Set task 1 ▸ Can you reproduce the cost-benefit analysis passage word for word, between "Cost-Benefit Analysis (CBA)" and "the CBA problem.", inclusive?
Set task 2 ▸ Which people does the cost-benefit analysis passage mention by name? List all of them.

____ Provided passage

Cost-Benefit Analysis (CBA) has been a mainstay of the regulatory state since the Reagan administration issued Executive Order 12,291 in 1981. Despite vigorous criticism, the CBA policy first introduced by Reagan has remained largely untouched by subsequent administrations.[i] Most recently President Obama issued his own Executive Order, reaffirming CBA practices under his administration. While CBA is the standard tool used for evaluating new regulations, many scholars have proposed alternative methods that they claim to be preferable to CBA.[ii] Recently John Bronsteen, Christopher Buccafusco, and Jonathan S. Masur proposed one such alternative to CBA: Well-Being Analysis (WBA). Although WBA claims to use the power of social psychology to innovate the tools available for regulators, it falls short of being the answer to the CBA problem.

________
____ Stored data

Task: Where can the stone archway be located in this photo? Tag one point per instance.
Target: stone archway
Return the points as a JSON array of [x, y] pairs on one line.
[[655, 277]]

________

Final answer 1 ▸
Cost-Benefit Analysis (CBA) has been a mainstay of the regulatory state since the Reagan administration issued Executive Order 12,291 in 1981. Despite vigorous criticism, the CBA policy first introduced by Reagan has remained largely untouched by subsequent administrations.[i] Most recently President Obama issued his own Executive Order, reaffirming CBA practices under his administration. While CBA is the standard tool used for evaluating new regulations, many scholars have proposed alternative methods that they claim to be preferable to CBA.[ii] Recently John Bronsteen, Christopher Buccafusco, and Jonathan S. Masur proposed one such alternative to CBA: Well-Being Analysis (WBA). Although WBA claims to use the power of social psychology to innovate the tools available for regulators, it falls short of being the answer to the CBA problem.

Final answer 2 ▸
- Reagan
- Obama
- John Bronsteen
- Christopher Buccafusco
- Jonathan S. Masur